▶ Exercise materials
● ● ● ●
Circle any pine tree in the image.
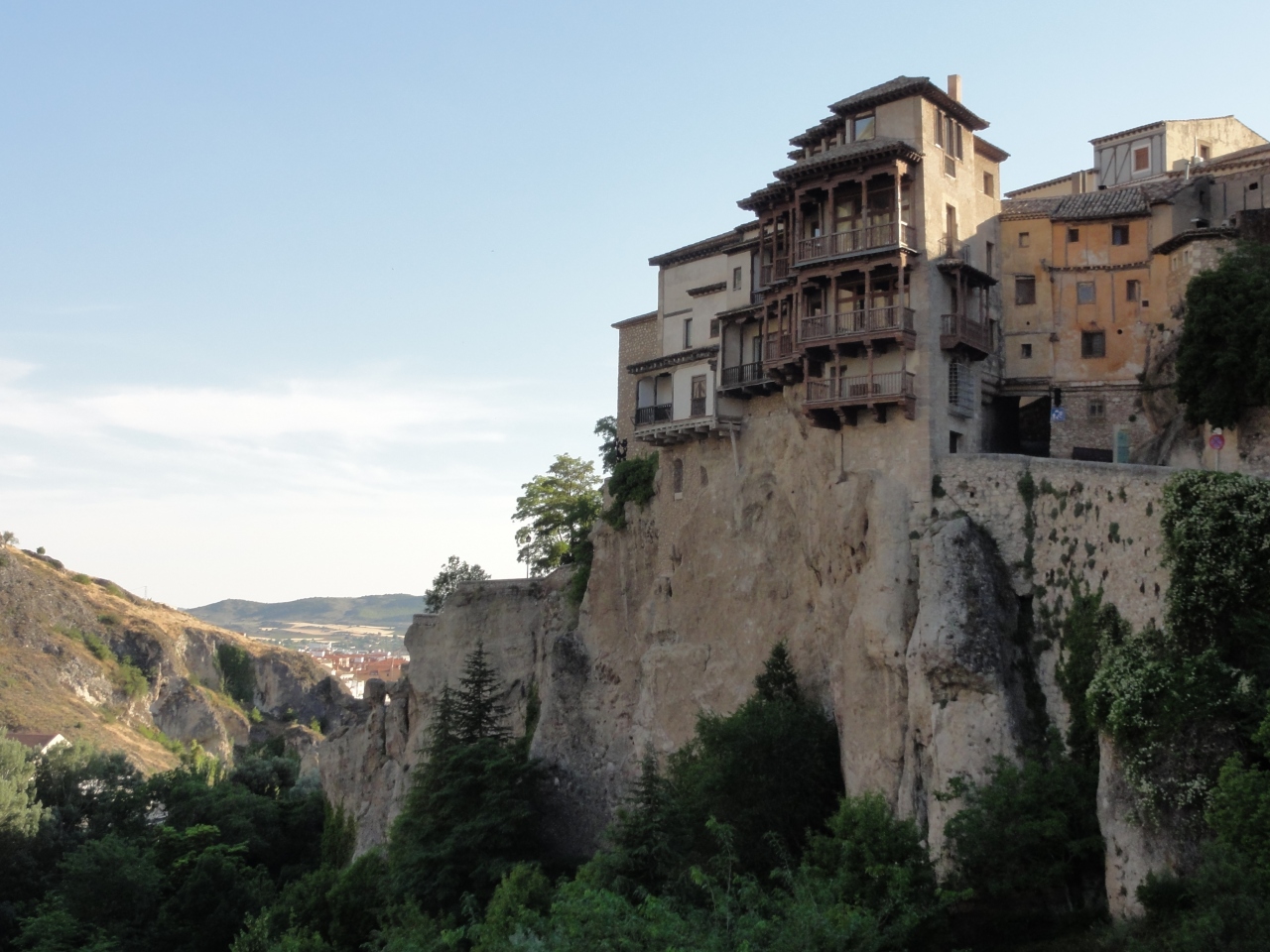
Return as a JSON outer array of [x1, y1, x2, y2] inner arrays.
[[754, 641, 803, 704], [453, 641, 511, 744]]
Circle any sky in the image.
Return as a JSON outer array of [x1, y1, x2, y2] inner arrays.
[[0, 0, 1270, 607]]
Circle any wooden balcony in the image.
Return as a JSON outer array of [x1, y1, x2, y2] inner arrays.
[[794, 223, 917, 264], [803, 371, 917, 425], [940, 313, 992, 361], [798, 305, 917, 350]]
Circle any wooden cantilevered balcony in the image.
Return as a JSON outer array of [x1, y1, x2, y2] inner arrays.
[[794, 223, 917, 264], [940, 313, 992, 361], [718, 361, 781, 396], [803, 371, 917, 424], [798, 305, 917, 352]]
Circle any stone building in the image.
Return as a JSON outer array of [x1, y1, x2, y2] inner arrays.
[[615, 76, 1007, 485]]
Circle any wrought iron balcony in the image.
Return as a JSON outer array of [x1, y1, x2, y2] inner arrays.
[[635, 404, 673, 426], [795, 223, 917, 264], [721, 362, 767, 387], [940, 313, 992, 361]]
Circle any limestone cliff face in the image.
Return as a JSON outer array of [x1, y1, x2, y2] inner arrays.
[[322, 413, 1169, 918]]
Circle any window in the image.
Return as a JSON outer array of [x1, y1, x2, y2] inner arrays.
[[1015, 274, 1036, 304], [693, 373, 706, 416]]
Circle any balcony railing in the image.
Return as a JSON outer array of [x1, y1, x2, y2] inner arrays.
[[940, 235, 971, 264], [940, 313, 992, 357], [806, 371, 916, 404], [799, 305, 913, 344], [722, 362, 767, 387], [763, 330, 794, 363], [797, 223, 917, 262], [635, 404, 675, 426], [758, 258, 790, 287]]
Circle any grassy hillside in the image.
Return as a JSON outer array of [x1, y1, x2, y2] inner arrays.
[[186, 594, 423, 635], [0, 548, 337, 772]]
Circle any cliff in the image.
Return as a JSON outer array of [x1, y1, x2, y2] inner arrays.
[[322, 412, 1170, 911], [0, 549, 352, 772]]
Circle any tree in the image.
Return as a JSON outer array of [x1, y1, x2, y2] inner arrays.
[[512, 453, 603, 575], [423, 556, 489, 612], [1178, 241, 1270, 426], [595, 416, 626, 472], [387, 645, 540, 915]]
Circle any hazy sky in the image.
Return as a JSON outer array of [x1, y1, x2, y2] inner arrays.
[[0, 0, 1270, 606]]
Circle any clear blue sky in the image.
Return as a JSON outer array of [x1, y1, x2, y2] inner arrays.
[[0, 0, 1270, 606]]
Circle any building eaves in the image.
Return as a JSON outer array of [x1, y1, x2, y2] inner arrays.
[[1089, 119, 1165, 146], [1006, 169, 1097, 198], [772, 136, 922, 184], [626, 344, 718, 373], [1151, 228, 1239, 255], [608, 311, 657, 330], [999, 195, 1065, 221], [829, 76, 988, 131], [1051, 186, 1151, 221], [648, 230, 752, 267], [974, 136, 1010, 163]]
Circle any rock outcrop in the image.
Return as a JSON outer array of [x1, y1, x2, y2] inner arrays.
[[322, 413, 1189, 908]]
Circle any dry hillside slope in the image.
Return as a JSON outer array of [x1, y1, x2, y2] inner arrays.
[[0, 548, 350, 772]]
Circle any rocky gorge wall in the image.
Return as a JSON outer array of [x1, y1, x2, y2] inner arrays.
[[322, 413, 1189, 911]]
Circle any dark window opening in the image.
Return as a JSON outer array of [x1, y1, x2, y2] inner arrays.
[[1015, 276, 1036, 304]]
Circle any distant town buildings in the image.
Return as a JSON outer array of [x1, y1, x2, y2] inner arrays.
[[613, 76, 1270, 474], [301, 648, 409, 698]]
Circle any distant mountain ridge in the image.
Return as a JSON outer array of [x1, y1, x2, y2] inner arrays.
[[183, 594, 425, 635]]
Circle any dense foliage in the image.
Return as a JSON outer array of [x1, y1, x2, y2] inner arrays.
[[604, 453, 658, 530], [1178, 242, 1270, 426], [0, 742, 323, 952], [512, 453, 603, 575], [423, 556, 489, 612]]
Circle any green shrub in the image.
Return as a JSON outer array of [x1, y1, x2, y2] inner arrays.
[[216, 641, 256, 720], [603, 453, 659, 530]]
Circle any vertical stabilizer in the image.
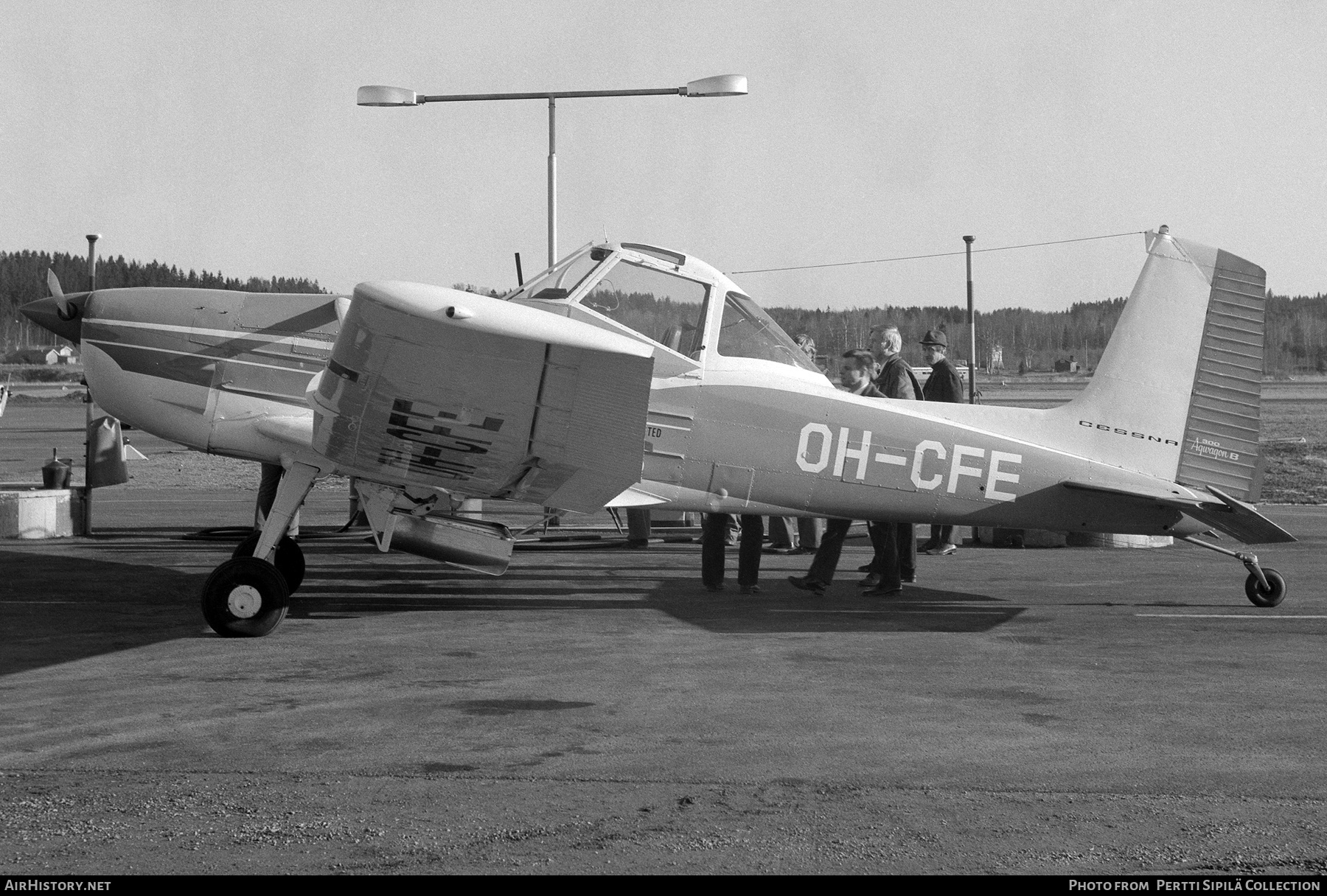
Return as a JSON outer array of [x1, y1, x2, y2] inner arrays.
[[1056, 228, 1266, 500]]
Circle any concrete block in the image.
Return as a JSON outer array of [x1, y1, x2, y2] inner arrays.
[[0, 483, 83, 538]]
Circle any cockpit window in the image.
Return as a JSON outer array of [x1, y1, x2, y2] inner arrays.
[[580, 259, 708, 358], [508, 249, 612, 300], [720, 293, 820, 372]]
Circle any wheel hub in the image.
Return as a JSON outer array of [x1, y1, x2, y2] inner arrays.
[[226, 584, 262, 619]]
● ● ● ●
▶ Exercise requirements
Can you copy all of the rows above word for word, leaving out the pictures?

▶ Response to the task
Circle any pine tree in the image.
Return as a JSON outer array of [x1, y1, x2, y2] inner arrays.
[[754, 641, 803, 704], [453, 641, 511, 744]]
Circle any sky in the image.
Return as a JSON outer array of [x1, y1, x2, y2] inner arrays.
[[0, 0, 1270, 607]]
Circle any wooden balcony in the image.
Return as a JSON outer array of [x1, y1, x2, y2] inner arrays.
[[794, 223, 917, 264], [803, 371, 917, 425], [940, 313, 992, 361], [798, 305, 917, 350]]
Circle any wooden cantilevered balcony in the image.
Return as a JSON outer array of [x1, y1, x2, y2] inner arrays.
[[794, 223, 917, 264], [940, 313, 992, 361], [718, 361, 781, 396], [803, 371, 917, 424], [798, 305, 917, 352]]
Circle any stone building in the image.
Return as a JSON outer array of [x1, y1, x2, y2] inner arrays.
[[615, 76, 1007, 485]]
Circle any wrought iron balcony in the image.
Return as a JSON outer array of [x1, y1, x2, y2] inner arrays.
[[635, 404, 673, 426], [795, 223, 917, 264], [721, 362, 767, 387], [940, 313, 992, 361]]
Circle any limestone cliff face in the image.
Return as a JSON outer array of [x1, y1, x2, y2] inner arrays.
[[322, 413, 1169, 918]]
Circle any window in the image.
Return as a JSON outer array of [x1, y1, x2, y2] inner arrays.
[[1015, 274, 1036, 304], [693, 373, 706, 416]]
Circle any balcony railing in the image.
Return as a JSON outer array of [x1, y1, x2, y2] inner arrays.
[[940, 235, 971, 264], [940, 313, 992, 357], [806, 371, 916, 404], [799, 305, 913, 344], [722, 362, 767, 387], [763, 330, 794, 363], [797, 223, 917, 262], [635, 404, 675, 426], [758, 258, 790, 287]]
Circle any grassy hillside in the image.
Return as a JSON outer array of [x1, y1, x2, y2] inner arrays.
[[186, 594, 423, 635], [0, 548, 337, 772]]
Circle any cliff in the image.
Return as a JSON outer array of [x1, y1, x2, y2] inner arrays.
[[322, 412, 1170, 911], [0, 549, 352, 772]]
Circle any tree in the image.
Return as a JSON outer array of [x1, y1, x2, y2] inner arrays.
[[512, 453, 603, 575], [423, 556, 489, 612], [1178, 241, 1270, 426], [595, 416, 626, 472], [387, 645, 540, 915]]
Circle any hazy sky in the image.
Return as a JSON outer array of [x1, y1, x2, y2] inner arrays.
[[0, 0, 1270, 606]]
Circle any clear blue sky in the image.
Return as a JSON outer array of [x1, y1, x2, y2] inner arrays.
[[0, 0, 1270, 606]]
Circle any building eaves in the image.
Return as a JSON outer array of [x1, y1, x2, y2] inner arrays.
[[1089, 119, 1165, 146], [1006, 169, 1097, 198], [772, 136, 922, 184], [626, 344, 718, 373], [1151, 228, 1239, 255], [608, 311, 657, 330], [999, 195, 1065, 221], [829, 76, 988, 131], [1051, 186, 1151, 221], [648, 230, 752, 267], [974, 136, 1010, 163]]
Circle any rock outcrop in the image.
Return as a JSON outer array of [x1, y1, x2, y2] inner arrays.
[[322, 413, 1189, 908]]
Circle any dry hillside slope in the image.
Return as a JSON outer array of [x1, y1, x2, y2] inner arrays.
[[0, 548, 350, 772]]
Circle any rocky gorge wall in the image.
Return as a JSON outer array of [x1, y1, x2, y2] inner arrays.
[[322, 413, 1189, 911]]
Circle any dark window opening in the image.
Return as a JSON outer array of [x1, y1, x2, y2] inner arrays.
[[1015, 276, 1036, 304]]
Circle any distant town buildings in the image.
Return as a JSON outer array of [x1, y1, x2, y2] inner arrays.
[[613, 76, 1270, 474], [301, 648, 409, 698]]
Circle any distant mountain ridge in the image.
Return as a JSON outer array of [x1, y1, x2, y2] inner arrays.
[[183, 594, 425, 635]]
Circle any dense foliage in the image.
Return as a JSON outer array of [x1, y1, x2, y2] inner arrays.
[[604, 453, 658, 530], [1178, 242, 1270, 426], [0, 742, 323, 952], [512, 453, 603, 575], [423, 556, 489, 612]]
Circle any green shrub in the image.
Return as a JSON outer array of [x1, y1, x2, y2] inner arrays.
[[216, 641, 256, 720], [603, 453, 659, 530]]
Circle any vertical stabilizer in the image.
Return as a JSON outer array of [x1, y1, x2, y2] inner arrays.
[[1056, 228, 1266, 500]]
Circle any concrete block in the image.
Return as a JSON outer array of [x1, y1, x2, y2] inner arrays.
[[0, 483, 83, 538]]
Circle any cockpit window in the image.
Return as a JSON outer array of [x1, y1, x2, y2] inner arrays.
[[580, 259, 708, 358], [508, 249, 612, 300], [720, 293, 820, 372]]
Circle any wheel hub in the image.
Return as a JSON outer array of [x1, y1, x2, y2] inner arrays.
[[226, 584, 262, 619]]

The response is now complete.